### WRITTEN REQUEST
Return every line of the entries below that contains the word "tail".

Object location annotation data:
+ + +

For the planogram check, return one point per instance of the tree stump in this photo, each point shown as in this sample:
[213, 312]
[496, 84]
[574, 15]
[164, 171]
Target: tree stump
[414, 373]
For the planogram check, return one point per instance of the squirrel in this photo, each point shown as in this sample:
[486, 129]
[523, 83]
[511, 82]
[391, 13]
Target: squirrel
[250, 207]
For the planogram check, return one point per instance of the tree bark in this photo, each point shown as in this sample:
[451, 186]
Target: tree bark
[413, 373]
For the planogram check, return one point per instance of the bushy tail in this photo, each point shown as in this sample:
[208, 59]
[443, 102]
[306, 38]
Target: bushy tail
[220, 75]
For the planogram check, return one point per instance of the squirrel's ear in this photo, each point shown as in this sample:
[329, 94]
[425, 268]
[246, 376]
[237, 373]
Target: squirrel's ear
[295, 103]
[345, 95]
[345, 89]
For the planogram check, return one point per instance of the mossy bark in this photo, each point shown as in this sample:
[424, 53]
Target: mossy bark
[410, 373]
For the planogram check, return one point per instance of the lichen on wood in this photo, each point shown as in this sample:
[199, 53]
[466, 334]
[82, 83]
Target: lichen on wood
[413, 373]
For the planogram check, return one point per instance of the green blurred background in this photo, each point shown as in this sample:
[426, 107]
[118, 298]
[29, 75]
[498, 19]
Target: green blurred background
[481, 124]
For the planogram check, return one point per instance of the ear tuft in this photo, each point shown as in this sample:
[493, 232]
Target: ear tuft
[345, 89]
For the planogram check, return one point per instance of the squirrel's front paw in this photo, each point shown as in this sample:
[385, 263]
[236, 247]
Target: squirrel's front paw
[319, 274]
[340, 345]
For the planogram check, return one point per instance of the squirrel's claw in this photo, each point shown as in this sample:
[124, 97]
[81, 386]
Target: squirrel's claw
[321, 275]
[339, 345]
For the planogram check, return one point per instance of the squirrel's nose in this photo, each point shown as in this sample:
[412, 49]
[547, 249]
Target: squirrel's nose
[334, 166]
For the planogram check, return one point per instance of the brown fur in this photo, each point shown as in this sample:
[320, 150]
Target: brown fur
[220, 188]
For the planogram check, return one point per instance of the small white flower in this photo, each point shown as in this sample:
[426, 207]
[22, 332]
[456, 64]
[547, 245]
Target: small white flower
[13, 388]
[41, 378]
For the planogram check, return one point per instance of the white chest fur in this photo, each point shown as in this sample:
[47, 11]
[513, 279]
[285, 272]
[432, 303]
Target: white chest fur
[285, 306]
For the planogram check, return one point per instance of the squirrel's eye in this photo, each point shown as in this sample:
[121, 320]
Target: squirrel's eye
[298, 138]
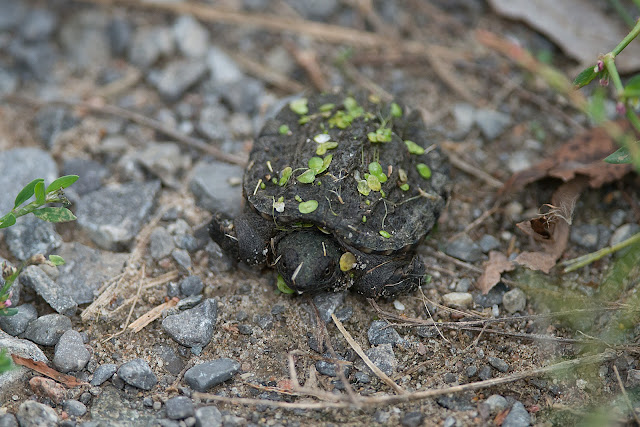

+ + +

### CORRECT RESULT
For the planogram check, return one point per instance of the bushy tail in this photo, each point shown as in this sample:
Target: bushy tail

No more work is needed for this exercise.